Recopiez intégralement, sans la moindre modification, le texte ci-dessous sur le financement de la protection sociale.

:: TEXTE FOURNI

Rien de bon à attendre de ce nouveau chantier qui risque fort de ressembler à celui de la «modernisation du marché du travail» : un timing tendu pour très peu d'avancées, mais de notables reculs pour les salariés. Il en sera de même pour les assurés sociaux qu'on continuera de culpabiliser - pardon, «responsabiliser» - s'ils perdent leur emploi, tombent malades ou vieillissent, tandis que le véritable irresponsable, le capitalisme financier, continuera à privatiser ses gains et mutualiser ses pertes au détriment du travail et de ce que Christine Lagarde appelle «l'économie réelle».
Pas de nouveaux financements
On sait que Nicolas Sarkozy ne souhaite pas augmenter les prélèvements obligatoires et compte biaiser en «redéployant des excédents» (Unedic, branche famille de la Sécurité sociale…). Il n'est donc toujours visiblement pas question d'élargir à sa juste mesure l'assiette des cotisations, sauf par la prochaine mise en place d'une inique «TVA sociale» qui pénalisera les plus modestes et dont l'idée n'est absolument pas enterrée. Ainsi, une ébauche de mutualisation des profits demeure reléguée au rang d'utopie !

::::
:: MATÉRIAU D'ÉTUDE

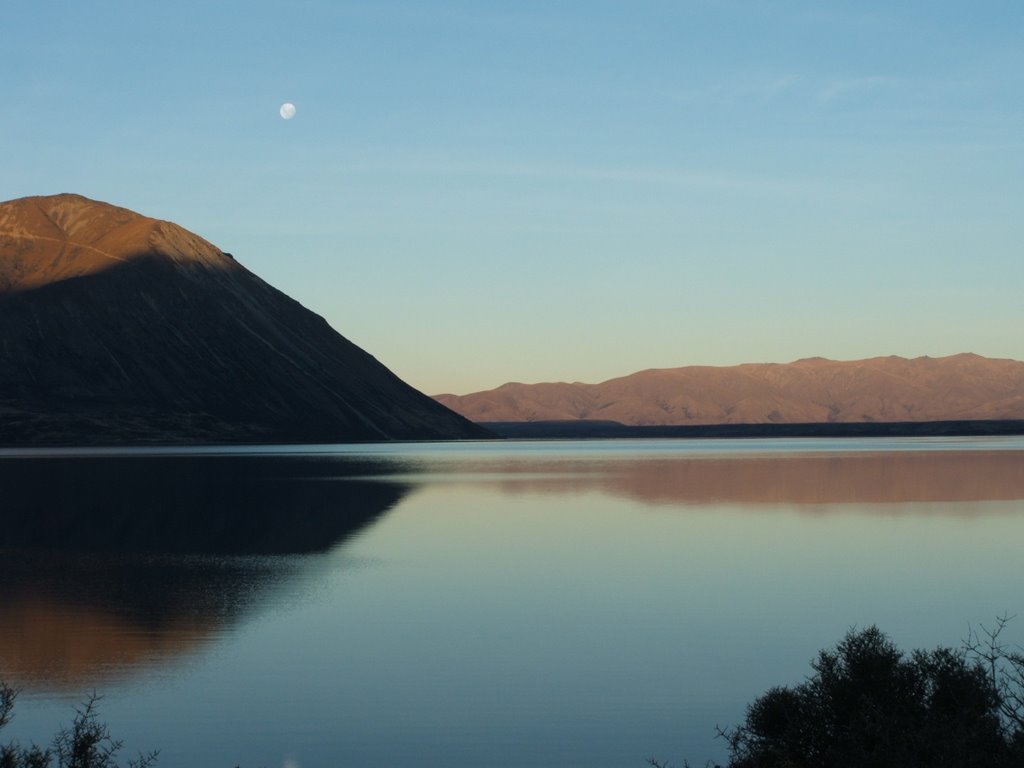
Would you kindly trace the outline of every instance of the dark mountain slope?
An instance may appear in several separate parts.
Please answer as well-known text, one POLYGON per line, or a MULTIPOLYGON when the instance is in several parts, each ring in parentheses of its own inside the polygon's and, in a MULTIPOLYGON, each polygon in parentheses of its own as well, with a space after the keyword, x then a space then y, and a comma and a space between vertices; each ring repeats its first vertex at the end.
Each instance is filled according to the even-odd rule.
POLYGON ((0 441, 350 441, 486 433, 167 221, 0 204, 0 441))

::::
:: MATÉRIAU D'ÉTUDE

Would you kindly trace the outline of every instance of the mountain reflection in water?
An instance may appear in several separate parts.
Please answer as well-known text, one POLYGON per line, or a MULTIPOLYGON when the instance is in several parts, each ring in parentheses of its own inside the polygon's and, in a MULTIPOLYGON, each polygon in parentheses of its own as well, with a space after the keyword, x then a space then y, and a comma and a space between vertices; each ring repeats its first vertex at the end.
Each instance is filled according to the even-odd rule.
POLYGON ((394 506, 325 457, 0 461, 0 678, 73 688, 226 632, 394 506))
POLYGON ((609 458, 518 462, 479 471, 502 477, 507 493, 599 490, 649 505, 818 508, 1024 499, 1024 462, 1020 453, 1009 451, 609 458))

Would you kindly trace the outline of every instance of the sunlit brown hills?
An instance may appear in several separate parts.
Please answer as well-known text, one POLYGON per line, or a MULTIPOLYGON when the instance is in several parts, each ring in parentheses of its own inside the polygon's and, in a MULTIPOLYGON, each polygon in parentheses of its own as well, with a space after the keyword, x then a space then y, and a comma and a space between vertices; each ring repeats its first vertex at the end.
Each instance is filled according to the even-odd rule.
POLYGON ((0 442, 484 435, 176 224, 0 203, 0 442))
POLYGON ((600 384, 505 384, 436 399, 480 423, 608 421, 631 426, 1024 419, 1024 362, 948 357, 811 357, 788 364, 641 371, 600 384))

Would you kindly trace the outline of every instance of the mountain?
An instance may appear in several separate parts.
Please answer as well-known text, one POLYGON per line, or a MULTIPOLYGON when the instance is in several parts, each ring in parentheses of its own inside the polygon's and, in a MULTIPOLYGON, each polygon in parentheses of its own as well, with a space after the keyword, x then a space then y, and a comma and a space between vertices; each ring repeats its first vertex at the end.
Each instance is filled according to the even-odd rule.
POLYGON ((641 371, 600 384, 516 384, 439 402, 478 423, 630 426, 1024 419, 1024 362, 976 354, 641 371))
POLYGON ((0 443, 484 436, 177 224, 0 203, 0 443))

::::

== RÉPONSE ==
Rien de bon à attendre de ce nouveau chantier qui risque fort de ressembler à celui de la «modernisation du marché du travail» : un timing tendu pour très peu d'avancées, mais de notables reculs pour les salariés. Il en sera de même pour les assurés sociaux qu'on continuera de culpabiliser - pardon, «responsabiliser» - s'ils perdent leur emploi, tombent malades ou vieillissent, tandis que le véritable irresponsable, le capitalisme financier, continuera à privatiser ses gains et mutualiser ses pertes au détriment du travail et de ce que Christine Lagarde appelle «l'économie réelle».
Pas de nouveaux financements
On sait que Nicolas Sarkozy ne souhaite pas augmenter les prélèvements obligatoires et compte biaiser en «redéployant des excédents» (Unedic, branche famille de la Sécurité sociale…). Il n'est donc toujours visiblement pas question d'élargir à sa juste mesure l'assiette des cotisations, sauf par la prochaine mise en place d'une inique «TVA sociale» qui pénalisera les plus modestes et dont l'idée n'est absolument pas enterrée. Ainsi, une ébauche de mutualisation des profits demeure reléguée au rang d'utopie !